#### GIVEN TEXT
^^^^^^^^^^^^^^^^
My art is one of the things that I feel has made the biggest impact on my coping strategies. People ask me how I can sit for 14 hours straight sewing but honestly to me, when I focus on something that my whole body becomes involved with, it's like a holiday. A break from my illnesses and the not so good aspects of life. It doesn't go away completely but I find that putting the energy in to something positive makes me feel more grounded and not feel like a victim of some injustice. I have conditions but I choose not to suffer from them. There is a difference. I don;t think that this came down to some kind of punishment or recompense for any imagined slight, it just is as it is. It didn't "pick" me for any reason, it was just the way things panned out. To be honest, one positive I found of all of this was that it taught me to look at things differently, whereas like most young girls I was more interested in how things looked and getting worked up over the small stuff, rather than appreciating the small things that we all take for granted.
It comes down to how you look at things. I prefer to think about it as just part of life, not worrying over every twinge or every time my chest feels like it can't even take air in. Worrying can actually make you ill in itself, power of mind over matter, and it's all too easy to become obsessed with symptoms and all too common to sit there and Google a benign symptom and convince yourself that you're dying of some awful disease. Dr Google is a dangerous thing, go and see a real doctor instead who can give you expert advice. I work hard with my doctors to make sure that I'm getting the treatment I need, the care and support to stay alive and the best quality of life possible.
^^^^^^^^^^^^^^^^
#### COLLECTED MATERIAL
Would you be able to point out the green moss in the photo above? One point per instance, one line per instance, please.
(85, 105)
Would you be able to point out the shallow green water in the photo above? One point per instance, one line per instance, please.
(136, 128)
^^^^^^^^^^^^^^^^
#### ASSIGNMENT 1
Please translate this sentence from the essay on coping with illness into Spanish: "I have conditions but I choose not to suffer from them."
#### ASSIGNMENT 2
Answer these questions from the essay on coping with illness:
(a) For how many hours straight do people ask how the writer can sit sewing?
(b) What does the writer call "a dangerous thing"?
(c) With whom does the writer work hard to get the treatment needed?
The listing comes from a different source than the essay on coping with illness.

#### EXERCISE SOLUTION 1
Tengo afecciones, pero elijo no sufrir por ellas.

#### EXERCISE SOLUTION 2
(a) 14 hours
(b) Dr Google
(c) The writer's doctors